<<<<

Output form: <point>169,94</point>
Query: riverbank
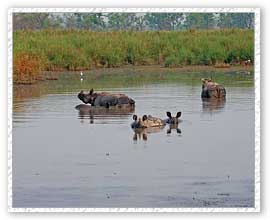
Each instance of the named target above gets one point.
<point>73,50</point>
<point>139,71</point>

>>>>
<<<<

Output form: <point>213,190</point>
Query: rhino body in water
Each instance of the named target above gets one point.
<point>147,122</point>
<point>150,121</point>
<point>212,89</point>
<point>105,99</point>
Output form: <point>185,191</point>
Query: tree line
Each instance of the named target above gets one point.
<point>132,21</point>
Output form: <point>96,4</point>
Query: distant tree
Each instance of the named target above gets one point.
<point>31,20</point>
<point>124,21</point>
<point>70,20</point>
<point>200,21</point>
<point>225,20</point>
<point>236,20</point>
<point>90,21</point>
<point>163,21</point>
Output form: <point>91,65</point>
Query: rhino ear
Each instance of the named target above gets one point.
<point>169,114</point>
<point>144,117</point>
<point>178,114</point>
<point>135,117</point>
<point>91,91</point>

>>>>

▶ **What you will do**
Reproduce every line from the one with "Output form: <point>169,94</point>" to the one with "<point>139,71</point>", including both of those lines, and omit the picture from your copy.

▶ **Answer to this problem**
Output form: <point>169,94</point>
Query: riverbank
Each instance of the named target above gets one point.
<point>73,50</point>
<point>139,71</point>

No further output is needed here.